Task prompt: Output nothing but the lines from the line with "Query: cloud" through the end of the listing below, both ends included.

Task input:
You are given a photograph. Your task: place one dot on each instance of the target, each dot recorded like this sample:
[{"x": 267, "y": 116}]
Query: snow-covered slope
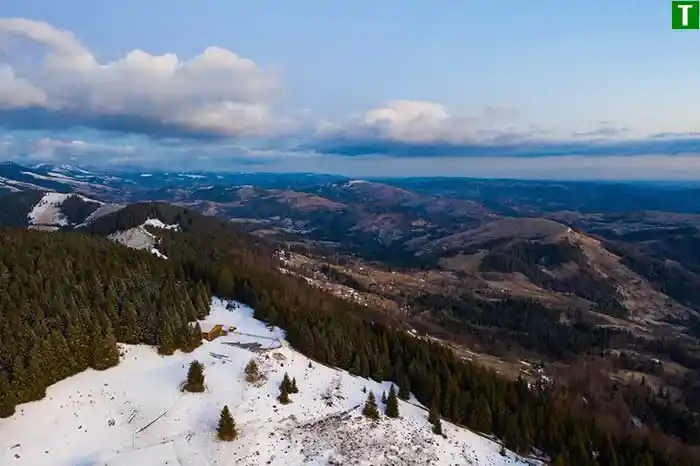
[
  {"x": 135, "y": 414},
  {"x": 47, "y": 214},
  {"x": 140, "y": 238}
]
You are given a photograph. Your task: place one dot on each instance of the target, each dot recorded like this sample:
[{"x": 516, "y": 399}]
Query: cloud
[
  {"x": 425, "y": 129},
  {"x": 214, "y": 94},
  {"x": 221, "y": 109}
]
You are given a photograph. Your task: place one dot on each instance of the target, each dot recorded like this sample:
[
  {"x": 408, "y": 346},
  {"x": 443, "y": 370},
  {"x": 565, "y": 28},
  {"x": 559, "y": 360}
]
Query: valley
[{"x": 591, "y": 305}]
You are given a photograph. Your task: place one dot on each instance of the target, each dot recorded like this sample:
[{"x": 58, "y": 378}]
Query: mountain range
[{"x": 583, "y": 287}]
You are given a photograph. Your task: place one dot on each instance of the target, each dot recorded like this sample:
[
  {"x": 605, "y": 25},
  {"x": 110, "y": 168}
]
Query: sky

Your response:
Query: cloud
[
  {"x": 425, "y": 129},
  {"x": 214, "y": 94},
  {"x": 221, "y": 109}
]
You are given a photograph. Your task: place one dot on each instance of the target, each dot recorded like this sample:
[
  {"x": 408, "y": 346},
  {"x": 443, "y": 370},
  {"x": 565, "y": 28},
  {"x": 559, "y": 360}
]
Query: valley
[{"x": 591, "y": 305}]
You are given a photograph. Your task: place one dot on each instance of the target, each dot recorded like this sample:
[{"x": 58, "y": 378}]
Query: mountain range
[{"x": 583, "y": 287}]
You are given a photograph. Your task: place one dot on each instance of the target, each dot recorded like this sample:
[
  {"x": 605, "y": 25},
  {"x": 110, "y": 168}
]
Query: sky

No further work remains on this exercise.